EXTRACT:
Why gold-palladium alloys are better than palladium for hydrogen storage

Why gold-palladium alloys are better than palladium for hydrogen storage
The Au atoms destabilize chemisorbed hydrogen, thus increasing their energy and reducing the barrier. Credit: 2018 Shohei Ogura, Institute of Industrial Science, The University of Tokyo

Materials that absorb hydrogen are used for hydrogen storage and purification, thus serving as clean energy carriers. The best-known hydrogen absorber, palladium, can be improved by alloying it with gold.

New research led by The University of Tokyo Institute of Industrial Science explains for the first time how gold makes such a difference, which will be valuable for fine-tuning further improvements.

The first step in storage is chemisorption, wherein gaseous H2 collides with and adsorbs (sticks) to the surface. Secondly, the chemisorbed H atoms diffuse into the sub-surface, several nanometers deep. A recent article published in Proceedings of the National Academy of Sciences (PNAS) reports that the group focused on this slow second step, which is the bottleneck to the overall process.

In pure palladium, only around 1 in 1,000 of the H2 molecules that collide with the metal actually absorb into the interior. Hence, only these can be stored as carriers. However, when the palladium surface is alloyed with gold, absorption is over 40 times faster.

It is vital to get the amount of gold just right—hydrogen absorption is maximized when the number of is slightly less than half (0.4) of a single monolayer of palladium, according to the study. This was discovered by thermal desorption spectroscopy, and by depth-measurement of the H atoms using gamma-ray emissions.

"We wanted to know what role gold plays," study first author Kazuhiro Namba says. "The gold atoms are mostly at the alloy surface. However, our results showed that hydrogen storage is improved even below this depth, in pure palladium. Therefore, gold must be accelerating the diffusion of hydrogen into the sub-surface, rather than improving its solubility."

A run of rows:
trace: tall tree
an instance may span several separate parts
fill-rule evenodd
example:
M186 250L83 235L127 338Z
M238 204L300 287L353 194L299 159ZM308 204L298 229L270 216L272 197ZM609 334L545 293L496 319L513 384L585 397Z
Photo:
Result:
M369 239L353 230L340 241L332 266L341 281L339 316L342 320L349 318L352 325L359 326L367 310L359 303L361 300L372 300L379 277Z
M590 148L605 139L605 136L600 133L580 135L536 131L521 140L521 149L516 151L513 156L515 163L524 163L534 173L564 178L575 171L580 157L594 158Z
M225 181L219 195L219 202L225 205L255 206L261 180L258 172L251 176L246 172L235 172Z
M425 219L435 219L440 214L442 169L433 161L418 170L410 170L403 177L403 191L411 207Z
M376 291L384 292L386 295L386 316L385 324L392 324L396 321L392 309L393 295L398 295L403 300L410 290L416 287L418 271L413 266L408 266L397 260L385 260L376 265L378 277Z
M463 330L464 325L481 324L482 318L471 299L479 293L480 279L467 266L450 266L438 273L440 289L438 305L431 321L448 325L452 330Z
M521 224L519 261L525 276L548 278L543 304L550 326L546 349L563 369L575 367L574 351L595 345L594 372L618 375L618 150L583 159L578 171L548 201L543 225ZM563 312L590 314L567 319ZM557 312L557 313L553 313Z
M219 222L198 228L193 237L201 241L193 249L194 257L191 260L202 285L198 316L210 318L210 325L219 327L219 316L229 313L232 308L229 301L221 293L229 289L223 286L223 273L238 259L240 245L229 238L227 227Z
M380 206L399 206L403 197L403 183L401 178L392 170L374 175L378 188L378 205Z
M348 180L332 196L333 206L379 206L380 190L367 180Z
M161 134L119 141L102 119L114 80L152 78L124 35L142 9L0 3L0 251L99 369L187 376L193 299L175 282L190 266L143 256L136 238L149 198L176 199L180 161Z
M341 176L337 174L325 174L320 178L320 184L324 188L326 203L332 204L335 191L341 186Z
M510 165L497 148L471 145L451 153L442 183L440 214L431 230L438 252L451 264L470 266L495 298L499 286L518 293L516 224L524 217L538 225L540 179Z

TASK STATEMENT:
In the gold-palladium article, why did the researchers conclude that gold speeds up hydrogen's movement into the sub-surface instead of improving its solubility? Explain in one to three sentences.

SOLVED PROBLEM:
The gold atoms sit mostly at the alloy surface, but hydrogen storage improved even below that depth, in pure palladium. So gold must be speeding the diffusion of hydrogen into the sub-surface rather than making hydrogen more soluble.